→ **作業指示**:
A – PSLXプラットフォームのFAQにある「製造業の現場は、人中心の「生きた情報システム」です。」という文を英語に訳してください。
B – PSLXプラットフォームのFAQによると、必要なアーキテクチャはどのような型のシステム構築を可能にするしくみでなければなりませんか。
C – PSLXプラットフォームのFAQのうち、「- 国際標準との関係はあるのですか?」から「しくみでなければなりません。」までをすべて、そのままもう一度書き写してください。

+++ 文書の抜粋 +++

PSLXプラットフォーム計画(FAQ)
- PSLXプラットフォームとはなんですか?
- ソフトウェアが連携することでどのようなメリットがあるのですか?
- どのような連携方式があるのですか?
- クライアント/サーバ方式やWebサービスアプリケーションの連携方式と違うのですか?
- 企業独自の情報項目や業界固有の情報項目は扱えないのですか?
- アプリケーションベンダーはすべての機能を実装しなければならないのですか?
- 国際標準との関係はあるのですか?
- 共通インタフェースを実装するためにはどのような知識が必要ですか?
- 製造業のユーザ部門で独自に開発することは可能ですか?
- 共通コンポーネントはだれでも使えるのですか?
- システムインテグレータは不要になるのですか?
- いつごろPSLXプラットフォーム対応ソフトウェアは製品化されるのですか?
PSLXプラットフォームとはなんですか?
製造業の現場は、人中心の「生きた情報システム」です。これをITのしくみでより強化するためには、従来にもまして柔軟で拡張性の高いアーキテクチャが必要となります。それは、さまざまなパッケージソフトウェアがもつ必要な機能を相互に連携しあう「ベストオブブリード」型のシステム構築が可能であるしくみでなければなりません。

+++ 提供データ +++

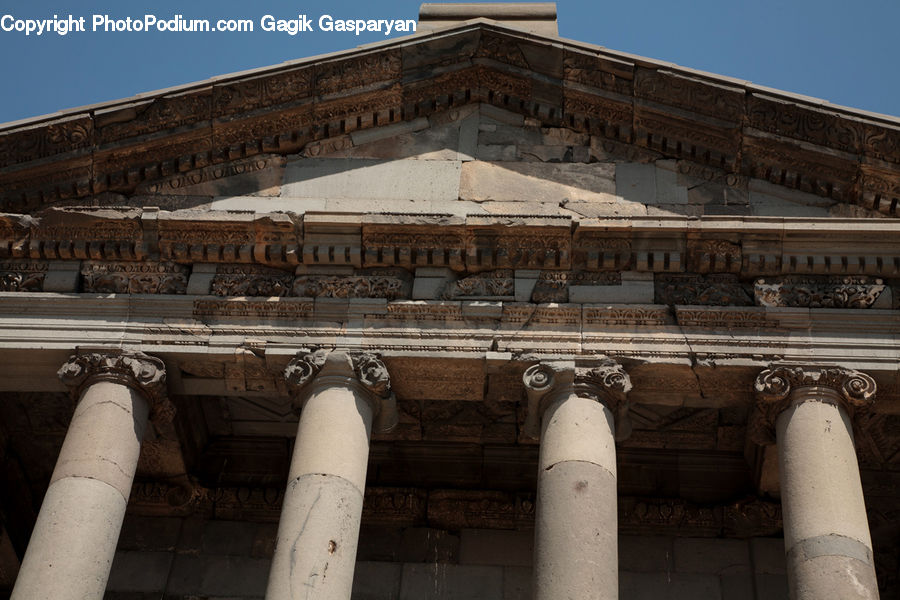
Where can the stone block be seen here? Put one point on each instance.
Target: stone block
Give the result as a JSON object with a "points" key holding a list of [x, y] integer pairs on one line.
{"points": [[770, 586], [737, 586], [430, 282], [371, 179], [424, 544], [668, 586], [496, 547], [228, 576], [768, 555], [376, 580], [294, 205], [636, 288], [140, 571], [710, 555], [682, 210], [233, 538], [451, 582], [619, 208], [668, 190], [525, 280], [646, 554], [150, 533], [767, 199], [201, 278], [536, 182], [496, 152], [636, 182], [62, 276], [517, 583]]}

+++

→ **課題別の結果**:
A – The manufacturing floor is a people-centered "living information system."

B – さまざまなパッケージソフトウェアがもつ必要な機能を相互に連携しあう「ベストオブブリード」型のシステム構築を可能にするしくみでなければなりません。

C –
- 国際標準との関係はあるのですか?
- 共通インタフェースを実装するためにはどのような知識が必要ですか?
- 製造業のユーザ部門で独自に開発することは可能ですか?
- 共通コンポーネントはだれでも使えるのですか?
- システムインテグレータは不要になるのですか?
- いつごろPSLXプラットフォーム対応ソフトウェアは製品化されるのですか?
PSLXプラットフォームとはなんですか?
製造業の現場は、人中心の「生きた情報システム」です。これをITのしくみでより強化するためには、従来にもまして柔軟で拡張性の高いアーキテクチャが必要となります。それは、さまざまなパッケージソフトウェアがもつ必要な機能を相互に連携しあう「ベストオブブリード」型のシステム構築が可能であるしくみでなければなりません。